-- ENTRIES PROVIDED follows --

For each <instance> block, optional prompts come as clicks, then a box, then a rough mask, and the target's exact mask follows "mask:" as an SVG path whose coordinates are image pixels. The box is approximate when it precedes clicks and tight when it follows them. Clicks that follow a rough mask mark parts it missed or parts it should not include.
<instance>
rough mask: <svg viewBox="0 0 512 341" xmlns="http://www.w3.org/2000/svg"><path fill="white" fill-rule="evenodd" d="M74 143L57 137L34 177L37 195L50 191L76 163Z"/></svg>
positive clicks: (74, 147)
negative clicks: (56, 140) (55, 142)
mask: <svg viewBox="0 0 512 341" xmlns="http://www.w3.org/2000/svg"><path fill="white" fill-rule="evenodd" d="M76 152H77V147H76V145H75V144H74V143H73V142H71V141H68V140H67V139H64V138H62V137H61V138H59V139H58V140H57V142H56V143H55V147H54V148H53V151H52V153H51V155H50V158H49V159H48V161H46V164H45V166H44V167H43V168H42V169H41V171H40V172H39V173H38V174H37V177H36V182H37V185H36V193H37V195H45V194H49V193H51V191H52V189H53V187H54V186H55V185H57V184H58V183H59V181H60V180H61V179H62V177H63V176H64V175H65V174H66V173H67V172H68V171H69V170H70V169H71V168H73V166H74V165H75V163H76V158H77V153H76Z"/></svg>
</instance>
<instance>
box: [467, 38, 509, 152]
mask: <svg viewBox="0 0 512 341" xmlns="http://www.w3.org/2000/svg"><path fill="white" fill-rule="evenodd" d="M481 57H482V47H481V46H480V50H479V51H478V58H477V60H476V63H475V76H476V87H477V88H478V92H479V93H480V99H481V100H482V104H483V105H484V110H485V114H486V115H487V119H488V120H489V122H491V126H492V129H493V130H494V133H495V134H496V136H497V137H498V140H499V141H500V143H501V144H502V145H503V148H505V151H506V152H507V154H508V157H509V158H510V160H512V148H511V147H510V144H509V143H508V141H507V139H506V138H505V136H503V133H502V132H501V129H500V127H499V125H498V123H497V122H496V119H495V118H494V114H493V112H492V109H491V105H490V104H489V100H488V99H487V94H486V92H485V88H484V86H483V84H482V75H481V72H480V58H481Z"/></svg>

-- ENTRIES PROVIDED concluded --

- **WHAT IS EXPECTED**:
All entries should be given again precisely as they appear above.

- **RESULT OF THIS EXERCISE**:
For each <instance> block, optional prompts come as clicks, then a box, then a rough mask, and the target's exact mask follows "mask:" as an SVG path whose coordinates are image pixels. The box is approximate when it precedes clicks and tight when it follows them. Clicks that follow a rough mask mark parts it missed or parts it should not include.
<instance>
rough mask: <svg viewBox="0 0 512 341" xmlns="http://www.w3.org/2000/svg"><path fill="white" fill-rule="evenodd" d="M74 143L57 137L34 177L37 195L50 191L76 163Z"/></svg>
positive clicks: (74, 147)
negative clicks: (56, 140) (55, 142)
mask: <svg viewBox="0 0 512 341" xmlns="http://www.w3.org/2000/svg"><path fill="white" fill-rule="evenodd" d="M76 152H77V147H76V145H75V144H74V143H73V142H71V141H68V140H67V139H64V138H62V137H61V138H59V139H58V140H57V142H56V143H55V147H54V148H53V151H52V153H51V155H50V158H49V159H48V161H46V164H45V166H44V167H43V168H42V169H41V171H40V172H39V173H38V174H37V177H36V182H37V185H36V193H37V195H45V194H49V193H51V191H52V189H53V187H54V186H55V185H57V184H58V183H59V181H60V180H61V179H62V177H63V176H64V175H65V174H66V173H67V172H68V171H69V170H70V169H71V168H73V166H74V165H75V163H76V158H77V153H76Z"/></svg>
</instance>
<instance>
box: [467, 38, 509, 152]
mask: <svg viewBox="0 0 512 341" xmlns="http://www.w3.org/2000/svg"><path fill="white" fill-rule="evenodd" d="M481 57H482V47H481V46H480V50H479V51H478V58H477V60H476V63H475V76H476V87H477V88H478V92H479V93H480V99H481V100H482V104H483V105H484V110H485V114H486V115H487V119H488V120H489V122H491V126H492V129H493V130H494V133H495V134H496V136H497V137H498V140H499V141H500V143H501V144H502V145H503V148H505V151H506V152H507V154H508V157H509V158H510V160H512V148H511V147H510V144H509V143H508V141H507V139H506V138H505V136H503V133H502V132H501V129H500V127H499V125H498V123H497V122H496V119H495V118H494V114H493V112H492V109H491V105H490V104H489V100H488V99H487V94H486V92H485V88H484V86H483V84H482V75H481V72H480V58H481Z"/></svg>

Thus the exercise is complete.